> _Input material_
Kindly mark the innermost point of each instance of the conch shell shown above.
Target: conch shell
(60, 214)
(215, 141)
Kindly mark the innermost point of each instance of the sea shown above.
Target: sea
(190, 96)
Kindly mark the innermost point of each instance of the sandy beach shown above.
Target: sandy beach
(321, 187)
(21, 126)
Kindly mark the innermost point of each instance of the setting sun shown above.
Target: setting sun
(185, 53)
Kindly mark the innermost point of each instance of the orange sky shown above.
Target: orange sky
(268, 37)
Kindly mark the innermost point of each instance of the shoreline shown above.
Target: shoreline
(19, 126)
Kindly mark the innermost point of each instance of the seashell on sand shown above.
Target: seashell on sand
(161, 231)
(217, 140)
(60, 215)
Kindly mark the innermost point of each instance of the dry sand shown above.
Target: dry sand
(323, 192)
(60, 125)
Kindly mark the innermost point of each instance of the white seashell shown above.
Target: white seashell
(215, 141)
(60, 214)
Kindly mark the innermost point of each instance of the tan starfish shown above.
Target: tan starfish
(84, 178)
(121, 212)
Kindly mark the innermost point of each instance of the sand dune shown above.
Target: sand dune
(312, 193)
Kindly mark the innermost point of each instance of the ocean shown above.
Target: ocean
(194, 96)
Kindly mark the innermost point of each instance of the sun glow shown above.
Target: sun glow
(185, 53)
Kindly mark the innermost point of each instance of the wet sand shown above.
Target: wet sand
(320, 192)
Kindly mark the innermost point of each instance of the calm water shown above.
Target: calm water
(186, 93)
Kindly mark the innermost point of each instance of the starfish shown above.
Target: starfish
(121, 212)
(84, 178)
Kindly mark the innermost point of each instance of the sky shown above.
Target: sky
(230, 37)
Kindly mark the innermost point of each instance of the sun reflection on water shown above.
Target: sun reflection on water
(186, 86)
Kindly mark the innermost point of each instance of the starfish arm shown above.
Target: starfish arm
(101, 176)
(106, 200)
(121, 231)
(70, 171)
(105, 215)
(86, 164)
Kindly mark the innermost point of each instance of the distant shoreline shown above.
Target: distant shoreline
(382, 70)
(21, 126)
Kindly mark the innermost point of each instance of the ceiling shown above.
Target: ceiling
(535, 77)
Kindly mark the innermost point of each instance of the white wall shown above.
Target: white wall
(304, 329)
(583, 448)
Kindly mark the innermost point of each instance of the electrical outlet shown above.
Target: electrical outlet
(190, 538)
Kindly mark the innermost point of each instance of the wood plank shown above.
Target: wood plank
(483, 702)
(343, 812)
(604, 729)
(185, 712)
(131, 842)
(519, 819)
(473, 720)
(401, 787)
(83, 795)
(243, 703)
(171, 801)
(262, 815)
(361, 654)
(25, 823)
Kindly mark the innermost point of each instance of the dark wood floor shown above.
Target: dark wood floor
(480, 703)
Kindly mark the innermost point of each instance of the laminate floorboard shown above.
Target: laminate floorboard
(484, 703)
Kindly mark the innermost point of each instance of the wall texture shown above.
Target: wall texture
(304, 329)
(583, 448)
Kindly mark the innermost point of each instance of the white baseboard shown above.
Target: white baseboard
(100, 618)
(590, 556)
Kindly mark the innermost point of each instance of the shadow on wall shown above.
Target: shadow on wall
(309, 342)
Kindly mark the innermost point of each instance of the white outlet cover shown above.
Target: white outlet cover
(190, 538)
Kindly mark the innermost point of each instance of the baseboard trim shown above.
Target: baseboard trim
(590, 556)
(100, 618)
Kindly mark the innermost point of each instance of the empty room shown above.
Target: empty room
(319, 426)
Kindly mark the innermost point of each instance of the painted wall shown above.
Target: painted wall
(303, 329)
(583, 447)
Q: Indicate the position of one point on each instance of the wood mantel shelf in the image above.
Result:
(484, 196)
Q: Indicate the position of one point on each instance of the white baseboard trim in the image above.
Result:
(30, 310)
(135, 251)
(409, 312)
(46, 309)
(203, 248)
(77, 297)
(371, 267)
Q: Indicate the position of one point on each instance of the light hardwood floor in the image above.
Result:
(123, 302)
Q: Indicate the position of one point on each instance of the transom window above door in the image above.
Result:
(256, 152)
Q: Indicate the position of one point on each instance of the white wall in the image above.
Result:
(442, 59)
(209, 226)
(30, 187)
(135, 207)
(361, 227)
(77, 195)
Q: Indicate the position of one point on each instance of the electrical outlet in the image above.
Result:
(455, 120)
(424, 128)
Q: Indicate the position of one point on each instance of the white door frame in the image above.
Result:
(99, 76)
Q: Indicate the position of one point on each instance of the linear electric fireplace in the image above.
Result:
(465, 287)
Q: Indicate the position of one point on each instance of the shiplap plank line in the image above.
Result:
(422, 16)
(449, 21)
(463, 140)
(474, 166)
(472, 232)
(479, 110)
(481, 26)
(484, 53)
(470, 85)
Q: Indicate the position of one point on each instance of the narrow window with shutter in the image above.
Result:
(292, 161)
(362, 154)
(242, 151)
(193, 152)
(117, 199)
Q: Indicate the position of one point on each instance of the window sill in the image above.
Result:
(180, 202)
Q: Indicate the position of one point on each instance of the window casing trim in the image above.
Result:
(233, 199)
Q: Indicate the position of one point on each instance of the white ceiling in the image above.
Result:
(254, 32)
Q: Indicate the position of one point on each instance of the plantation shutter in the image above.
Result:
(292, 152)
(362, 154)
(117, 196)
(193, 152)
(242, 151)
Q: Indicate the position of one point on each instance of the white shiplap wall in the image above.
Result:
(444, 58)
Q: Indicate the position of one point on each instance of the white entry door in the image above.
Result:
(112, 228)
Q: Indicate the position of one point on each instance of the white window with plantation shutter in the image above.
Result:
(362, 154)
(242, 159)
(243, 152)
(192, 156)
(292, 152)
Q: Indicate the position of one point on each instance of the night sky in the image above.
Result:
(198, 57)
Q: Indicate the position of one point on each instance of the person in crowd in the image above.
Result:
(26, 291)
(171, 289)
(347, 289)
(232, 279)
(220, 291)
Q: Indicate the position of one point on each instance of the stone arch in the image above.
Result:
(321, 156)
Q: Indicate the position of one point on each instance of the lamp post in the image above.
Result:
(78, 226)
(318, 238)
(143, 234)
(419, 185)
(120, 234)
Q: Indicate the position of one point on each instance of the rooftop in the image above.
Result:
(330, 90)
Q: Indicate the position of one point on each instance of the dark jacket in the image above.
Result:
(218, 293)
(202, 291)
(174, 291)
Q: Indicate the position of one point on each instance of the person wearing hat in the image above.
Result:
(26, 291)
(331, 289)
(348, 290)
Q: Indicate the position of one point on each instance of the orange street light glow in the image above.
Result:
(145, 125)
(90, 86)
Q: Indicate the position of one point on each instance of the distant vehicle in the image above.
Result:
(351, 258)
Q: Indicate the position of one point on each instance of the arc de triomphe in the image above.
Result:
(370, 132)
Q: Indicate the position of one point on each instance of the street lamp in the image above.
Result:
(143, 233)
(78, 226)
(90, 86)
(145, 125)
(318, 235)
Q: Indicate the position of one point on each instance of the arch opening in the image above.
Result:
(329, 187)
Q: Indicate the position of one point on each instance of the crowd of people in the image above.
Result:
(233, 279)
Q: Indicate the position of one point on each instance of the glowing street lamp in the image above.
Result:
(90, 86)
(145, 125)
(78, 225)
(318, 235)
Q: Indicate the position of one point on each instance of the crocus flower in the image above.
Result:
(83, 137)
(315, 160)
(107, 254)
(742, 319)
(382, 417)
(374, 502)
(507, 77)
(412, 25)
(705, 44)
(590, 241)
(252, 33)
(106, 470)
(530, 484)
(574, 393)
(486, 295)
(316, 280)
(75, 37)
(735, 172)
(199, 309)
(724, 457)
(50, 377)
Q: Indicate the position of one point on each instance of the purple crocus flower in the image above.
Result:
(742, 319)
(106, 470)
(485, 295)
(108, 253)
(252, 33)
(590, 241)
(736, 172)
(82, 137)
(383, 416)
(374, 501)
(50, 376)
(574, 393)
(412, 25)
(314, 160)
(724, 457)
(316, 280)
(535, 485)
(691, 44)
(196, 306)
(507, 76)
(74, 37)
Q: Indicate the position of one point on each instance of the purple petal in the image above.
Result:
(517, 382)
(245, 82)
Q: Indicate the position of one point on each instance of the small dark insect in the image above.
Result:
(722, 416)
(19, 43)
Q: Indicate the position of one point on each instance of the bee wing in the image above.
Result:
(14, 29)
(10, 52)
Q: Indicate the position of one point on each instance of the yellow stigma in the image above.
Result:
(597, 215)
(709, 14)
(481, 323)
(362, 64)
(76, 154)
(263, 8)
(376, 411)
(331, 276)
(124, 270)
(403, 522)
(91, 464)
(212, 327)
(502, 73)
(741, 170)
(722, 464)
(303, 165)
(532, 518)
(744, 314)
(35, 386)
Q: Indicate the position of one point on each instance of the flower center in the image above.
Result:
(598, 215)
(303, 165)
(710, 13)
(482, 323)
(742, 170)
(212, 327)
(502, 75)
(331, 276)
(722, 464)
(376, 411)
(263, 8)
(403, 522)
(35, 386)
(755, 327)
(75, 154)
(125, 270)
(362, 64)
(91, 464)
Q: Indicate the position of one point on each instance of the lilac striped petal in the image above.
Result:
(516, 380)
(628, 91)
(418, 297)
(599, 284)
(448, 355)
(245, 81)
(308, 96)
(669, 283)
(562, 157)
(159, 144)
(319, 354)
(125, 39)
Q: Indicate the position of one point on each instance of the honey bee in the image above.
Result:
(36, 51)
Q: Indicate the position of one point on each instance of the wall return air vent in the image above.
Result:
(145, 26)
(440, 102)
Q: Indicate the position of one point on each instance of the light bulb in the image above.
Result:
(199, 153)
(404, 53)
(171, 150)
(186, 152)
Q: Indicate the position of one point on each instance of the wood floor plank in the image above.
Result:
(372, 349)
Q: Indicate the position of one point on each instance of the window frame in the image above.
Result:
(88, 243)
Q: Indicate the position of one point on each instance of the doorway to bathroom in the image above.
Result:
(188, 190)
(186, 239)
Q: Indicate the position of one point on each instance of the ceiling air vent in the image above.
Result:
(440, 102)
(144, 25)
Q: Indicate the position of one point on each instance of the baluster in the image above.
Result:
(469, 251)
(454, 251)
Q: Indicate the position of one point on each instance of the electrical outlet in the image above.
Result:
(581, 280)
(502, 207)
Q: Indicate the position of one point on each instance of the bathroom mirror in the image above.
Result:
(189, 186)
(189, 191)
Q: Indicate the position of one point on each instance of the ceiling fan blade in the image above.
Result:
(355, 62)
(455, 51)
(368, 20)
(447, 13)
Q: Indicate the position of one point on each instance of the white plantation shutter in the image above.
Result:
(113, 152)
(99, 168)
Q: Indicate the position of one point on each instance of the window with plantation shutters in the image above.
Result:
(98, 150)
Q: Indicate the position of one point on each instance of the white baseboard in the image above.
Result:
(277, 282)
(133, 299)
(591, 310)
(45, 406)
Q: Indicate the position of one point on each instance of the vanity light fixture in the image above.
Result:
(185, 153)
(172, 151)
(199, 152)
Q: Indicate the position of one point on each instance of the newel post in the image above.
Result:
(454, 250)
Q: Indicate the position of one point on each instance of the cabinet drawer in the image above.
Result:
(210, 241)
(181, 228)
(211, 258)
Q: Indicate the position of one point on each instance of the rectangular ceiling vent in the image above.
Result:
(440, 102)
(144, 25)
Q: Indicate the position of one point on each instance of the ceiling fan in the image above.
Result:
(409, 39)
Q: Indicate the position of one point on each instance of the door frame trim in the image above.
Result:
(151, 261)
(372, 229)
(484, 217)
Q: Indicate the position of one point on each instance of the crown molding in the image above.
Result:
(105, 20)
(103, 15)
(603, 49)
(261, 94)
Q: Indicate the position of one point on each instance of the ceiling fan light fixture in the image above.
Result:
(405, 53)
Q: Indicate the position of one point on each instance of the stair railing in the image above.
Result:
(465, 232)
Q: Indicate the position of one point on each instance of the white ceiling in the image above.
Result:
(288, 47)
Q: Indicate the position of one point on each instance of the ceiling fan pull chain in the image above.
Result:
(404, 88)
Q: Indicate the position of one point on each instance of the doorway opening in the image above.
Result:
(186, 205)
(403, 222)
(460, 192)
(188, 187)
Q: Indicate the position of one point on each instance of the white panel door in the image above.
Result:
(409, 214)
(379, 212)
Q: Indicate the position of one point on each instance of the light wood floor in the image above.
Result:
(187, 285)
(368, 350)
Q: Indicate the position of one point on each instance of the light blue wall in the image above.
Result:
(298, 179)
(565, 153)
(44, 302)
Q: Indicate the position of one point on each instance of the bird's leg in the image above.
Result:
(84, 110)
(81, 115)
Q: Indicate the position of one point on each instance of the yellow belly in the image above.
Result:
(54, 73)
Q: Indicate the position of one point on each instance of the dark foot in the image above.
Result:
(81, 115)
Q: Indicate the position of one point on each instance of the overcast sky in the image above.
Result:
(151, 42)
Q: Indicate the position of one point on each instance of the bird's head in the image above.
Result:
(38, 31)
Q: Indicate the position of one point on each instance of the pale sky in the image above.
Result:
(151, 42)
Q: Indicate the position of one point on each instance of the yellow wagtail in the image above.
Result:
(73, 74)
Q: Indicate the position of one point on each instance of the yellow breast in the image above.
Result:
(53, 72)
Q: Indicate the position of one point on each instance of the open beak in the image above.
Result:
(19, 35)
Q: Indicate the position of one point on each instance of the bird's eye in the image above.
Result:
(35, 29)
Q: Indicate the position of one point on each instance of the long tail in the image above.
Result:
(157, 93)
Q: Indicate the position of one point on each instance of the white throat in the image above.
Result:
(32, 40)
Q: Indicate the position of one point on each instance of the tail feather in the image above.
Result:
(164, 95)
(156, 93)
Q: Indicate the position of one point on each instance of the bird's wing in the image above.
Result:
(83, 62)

> _Task to complete_
Identify the lines in the entries that hold "street" and return each one.

> _Task result_
Q: Indicate the position of one point on each instance of the orange street light glow in the image above.
Q: Indicate the position of one point on each instance of the street lamp in the image above.
Q: Indicate the position of one point on each instance of the glowing street lamp in the image above.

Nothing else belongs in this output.